Records from a data source
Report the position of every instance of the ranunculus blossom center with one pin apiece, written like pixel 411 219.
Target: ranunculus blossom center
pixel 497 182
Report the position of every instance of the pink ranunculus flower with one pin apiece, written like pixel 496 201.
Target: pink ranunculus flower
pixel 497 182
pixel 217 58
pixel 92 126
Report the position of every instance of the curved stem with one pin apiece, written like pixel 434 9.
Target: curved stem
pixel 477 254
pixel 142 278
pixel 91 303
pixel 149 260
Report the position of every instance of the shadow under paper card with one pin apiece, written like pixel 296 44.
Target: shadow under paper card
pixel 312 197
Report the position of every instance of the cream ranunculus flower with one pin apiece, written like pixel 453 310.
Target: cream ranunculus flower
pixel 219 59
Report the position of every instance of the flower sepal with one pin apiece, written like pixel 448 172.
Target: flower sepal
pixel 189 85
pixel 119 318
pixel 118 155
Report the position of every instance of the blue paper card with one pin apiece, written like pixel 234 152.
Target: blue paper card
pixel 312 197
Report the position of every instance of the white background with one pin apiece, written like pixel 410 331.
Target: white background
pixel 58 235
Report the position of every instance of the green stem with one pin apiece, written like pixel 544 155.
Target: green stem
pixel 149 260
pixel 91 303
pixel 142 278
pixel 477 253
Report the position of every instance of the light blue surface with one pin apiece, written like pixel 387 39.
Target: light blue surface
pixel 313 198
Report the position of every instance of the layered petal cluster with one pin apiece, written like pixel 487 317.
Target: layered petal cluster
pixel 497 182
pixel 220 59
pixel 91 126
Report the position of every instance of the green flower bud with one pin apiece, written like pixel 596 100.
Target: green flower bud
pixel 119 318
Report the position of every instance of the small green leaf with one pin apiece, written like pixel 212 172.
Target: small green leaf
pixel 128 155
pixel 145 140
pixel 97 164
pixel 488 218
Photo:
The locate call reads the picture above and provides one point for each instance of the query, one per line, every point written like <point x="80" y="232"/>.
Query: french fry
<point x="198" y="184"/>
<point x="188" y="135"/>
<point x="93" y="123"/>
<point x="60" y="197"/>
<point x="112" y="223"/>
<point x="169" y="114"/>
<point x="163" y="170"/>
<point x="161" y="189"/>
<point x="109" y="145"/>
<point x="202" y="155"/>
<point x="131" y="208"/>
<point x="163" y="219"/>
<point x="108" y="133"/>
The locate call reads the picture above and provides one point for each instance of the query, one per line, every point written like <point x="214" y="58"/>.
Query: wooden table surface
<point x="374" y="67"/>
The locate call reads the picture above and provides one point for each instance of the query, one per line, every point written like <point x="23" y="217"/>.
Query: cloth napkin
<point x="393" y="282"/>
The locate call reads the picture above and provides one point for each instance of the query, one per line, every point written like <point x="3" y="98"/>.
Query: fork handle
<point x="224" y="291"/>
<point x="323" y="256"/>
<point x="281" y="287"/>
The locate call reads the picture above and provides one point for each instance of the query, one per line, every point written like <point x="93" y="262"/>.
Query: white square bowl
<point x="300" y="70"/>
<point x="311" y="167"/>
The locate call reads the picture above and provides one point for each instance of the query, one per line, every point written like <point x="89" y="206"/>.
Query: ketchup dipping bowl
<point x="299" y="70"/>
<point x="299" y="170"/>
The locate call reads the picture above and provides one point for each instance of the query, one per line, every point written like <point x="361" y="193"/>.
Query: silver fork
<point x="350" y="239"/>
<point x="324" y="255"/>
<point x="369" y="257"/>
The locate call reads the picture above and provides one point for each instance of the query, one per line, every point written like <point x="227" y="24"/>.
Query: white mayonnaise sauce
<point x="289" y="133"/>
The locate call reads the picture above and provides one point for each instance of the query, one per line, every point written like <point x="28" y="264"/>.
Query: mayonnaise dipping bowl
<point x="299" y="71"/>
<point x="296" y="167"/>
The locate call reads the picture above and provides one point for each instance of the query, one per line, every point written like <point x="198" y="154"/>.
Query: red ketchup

▶ TASK DESCRIPTION
Copy every record exactly as presented.

▶ EXERCISE SOLUTION
Report the position of every instance of the ranunculus blossom center with one pin apiece, written like pixel 411 219.
Target: ranunculus blossom center
pixel 497 182
Report the position of every instance of the pink ranunculus flower with one pin apiece, written like pixel 496 201.
Target: pink ranunculus flower
pixel 497 182
pixel 217 58
pixel 92 126
Report the position of every instance of the curved stem with one pin apiece, written like pixel 434 9.
Target: curved stem
pixel 477 254
pixel 142 278
pixel 91 303
pixel 149 260
Report the position of every instance of the shadow under paper card with one pin apiece, written like pixel 296 44.
Target: shadow under paper card
pixel 312 197
Report the position of every instance of the cream ranunculus flower with one pin apiece, written like pixel 453 310.
Target: cream ranunculus flower
pixel 219 59
Report the position of every instance of the flower sepal with one pin apiece, written like pixel 448 172.
Target: flower sepal
pixel 189 85
pixel 119 318
pixel 118 155
Report the position of every instance of the blue paper card with one pin apiece, written like pixel 234 152.
Target: blue paper card
pixel 312 197
Report the position of every instance of the white background with one pin apiece, written like pixel 410 331.
Target: white background
pixel 58 235
Report the position of every instance of the green stem with one pin apiece, written like pixel 544 155.
Target: green stem
pixel 149 260
pixel 91 303
pixel 142 278
pixel 477 253
Report the position of every instance of the light blue surface with one pin apiece, written like pixel 387 39.
Target: light blue surface
pixel 313 198
Report the position of every instance of the layered petal cluster with one pin apiece, written like pixel 487 317.
Target: layered petal cluster
pixel 497 182
pixel 220 59
pixel 91 126
Report the position of every instance of the green flower bud with one pin apiece, written like pixel 596 100.
Target: green flower bud
pixel 119 318
Report the position of every instance of the small green leaf with one pin apiece, written like pixel 212 172.
Target: small green leaf
pixel 128 155
pixel 145 140
pixel 97 164
pixel 488 218
Photo:
The locate call reads the picture above and provides one point for each instance of the query, one per line, every point written like <point x="80" y="232"/>.
Query: french fry
<point x="198" y="184"/>
<point x="188" y="135"/>
<point x="93" y="123"/>
<point x="60" y="197"/>
<point x="112" y="223"/>
<point x="169" y="114"/>
<point x="163" y="170"/>
<point x="161" y="189"/>
<point x="109" y="145"/>
<point x="202" y="155"/>
<point x="131" y="208"/>
<point x="163" y="219"/>
<point x="108" y="133"/>
The locate call reads the picture above and provides one point for each instance of the query, one per line, every point written like <point x="214" y="58"/>.
Query: wooden table surface
<point x="374" y="67"/>
The locate call reads the picture above and provides one point for each instance of the query, one per line, every point written like <point x="23" y="217"/>.
Query: cloth napkin
<point x="393" y="282"/>
The locate call reads the picture above and provides one point for each instance of the query, one per line, every point written like <point x="3" y="98"/>.
Query: fork handle
<point x="224" y="291"/>
<point x="323" y="256"/>
<point x="281" y="287"/>
The locate call reads the picture above and provides one point for each instance of the query, one per line, every point written like <point x="93" y="262"/>.
Query: white square bowl
<point x="300" y="70"/>
<point x="311" y="167"/>
The locate call reads the picture above and provides one point for each instance of the query, one per line, every point written like <point x="89" y="206"/>.
Query: ketchup dipping bowl
<point x="299" y="70"/>
<point x="299" y="170"/>
The locate call reads the picture above and provides one point for each instance of the query, one per line, every point written like <point x="361" y="193"/>.
Query: silver fork
<point x="350" y="239"/>
<point x="324" y="255"/>
<point x="369" y="257"/>
The locate call reads the picture above and provides one point for each instance of the query, one per line, every point written like <point x="227" y="24"/>.
Query: white mayonnaise sauce
<point x="289" y="133"/>
The locate call reads the picture above and provides one point for each instance of the query, one per line, every point written like <point x="28" y="264"/>.
Query: mayonnaise dipping bowl
<point x="299" y="71"/>
<point x="296" y="167"/>
The locate call reads the picture above and provides one point for each instance of the query, one per line, every point written like <point x="198" y="154"/>.
Query: red ketchup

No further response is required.